[TEXT SECTION Boundary: Start]

Since the contrast detection thresholds of a single GP of 4 cpd were low, we decided to run an additional sub-experiment (Experiment 3B) with a GP frequency of 8 cpd to prevent any potential floor effect of the facilitation (see Fig. 1A). All other parameters were identical to those in experiment 3A. For details of the experimental protocol, see Table 2.
Estimation of the perceptive field size
Lev and Polat32,40 suggested that the distance at which the suppression turns to facilitation provides an estimate of the size of the PF. For each subject, we used the crossover point where collinear suppression was transformed to facilitation (y = 0) as the crossing border of the PF32,40,57. When the data could not be extracted from the results, we extrapolated the results assuming a suppression of 0.15 log units at 1 λ according to the findings in the literature30,40.
Data and statistical analysis
Repetitions for each condition were averaged for each subject.
A Welch two sample t-test with equal variance was performed to test the effect on one nominal variable (group) for a continuous outcome (the perceptive field size).
Pearson’s and Spearman’s correlation tests were conducted between the perceptive field size and the angle of the phoria.
We used a two or a three-way mixed ANOVA to test the effect of 2 or 3 nominal variables (such as group, viewing distance, viewing mode, mask phase, and meridian) on continuous outcomes (the perceptive field size). Linear mixed effect models were performed, and the ANOVA was completed on the resulting models. We defined all nominal variables as fixed effects, and subject ID as a random effect. All interactions were included in the initial models however, if the interactions were non-significant, we refitted the models without these interactions. We performed a post-hoc analysis as pairwise comparisons defined by linear contrasts. FDR correction was applied to control for multiple testing. If the interactions were removed, we performed the post-hoc analysis by averaging the non-interacting factors. We checked graphically the normality of the residual homogeneity of variance assumptions.
All data points were confirmed for not being outliers.
Results
Experiment 1: Binocular perceptive field assessment for horizontal and vertical meridians at different sitting distances
Subjects
Sixteen subjects participated (8 in the heterophoric group and 8 in the control group) in the experiment. The average age in the control group was 27.6 ± 4.6 years old (mean ± STD), and in the heterophoric group it was 29.5 ± 5.5 years old (mean ± STD). All subjects had a stereoacuity of 40 arcsec. No subject reported a double vision or intermittent double vision during the experiment. Detailed results such as heterophoria measurements for the subjects can be found at https://doi.org/10.1038/s41598-022-16458-y.

[TEXT SECTION Boundary: End]
[INFORMATION PROVIDED Boundary: Start]

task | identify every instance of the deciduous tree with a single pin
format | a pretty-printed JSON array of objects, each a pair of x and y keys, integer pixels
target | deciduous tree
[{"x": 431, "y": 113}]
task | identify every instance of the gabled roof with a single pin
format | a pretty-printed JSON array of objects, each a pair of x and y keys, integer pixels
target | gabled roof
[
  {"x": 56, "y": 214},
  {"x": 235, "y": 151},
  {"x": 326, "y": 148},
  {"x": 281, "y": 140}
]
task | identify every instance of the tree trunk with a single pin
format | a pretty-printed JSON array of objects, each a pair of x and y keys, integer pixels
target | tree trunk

[INFORMATION PROVIDED Boundary: End]
[INFORMATION PROVIDED Boundary: Start]

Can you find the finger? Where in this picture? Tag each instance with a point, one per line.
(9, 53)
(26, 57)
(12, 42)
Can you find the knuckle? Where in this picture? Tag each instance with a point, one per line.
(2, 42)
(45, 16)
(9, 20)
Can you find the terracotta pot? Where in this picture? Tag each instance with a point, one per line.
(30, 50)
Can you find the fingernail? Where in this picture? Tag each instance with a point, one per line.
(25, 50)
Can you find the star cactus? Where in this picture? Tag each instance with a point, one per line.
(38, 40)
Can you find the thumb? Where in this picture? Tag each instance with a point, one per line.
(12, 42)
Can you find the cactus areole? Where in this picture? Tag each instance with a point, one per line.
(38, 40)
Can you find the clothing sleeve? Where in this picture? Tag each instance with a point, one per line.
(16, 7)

[INFORMATION PROVIDED Boundary: End]

__EXERCISE__
Condense the paragraph of the perceptive field study text above that begins "Sixteen subjects participated" into a short bulleted list, keeping its main facts.

__OUTPUT FOR THIS EXERCISE__
- 16 subjects: 8 heterophoric, 8 control
- Mean age (± STD): control 27.6 ± 4.6 years; heterophoric 29.5 ± 5.5 years
- Stereoacuity of 40 arcsec in all subjects
- No subject reported double vision or intermittent double vision during the experiment
- Detailed results, such as heterophoria measurements, are at https://doi.org/10.1038/s41598-022-16458-y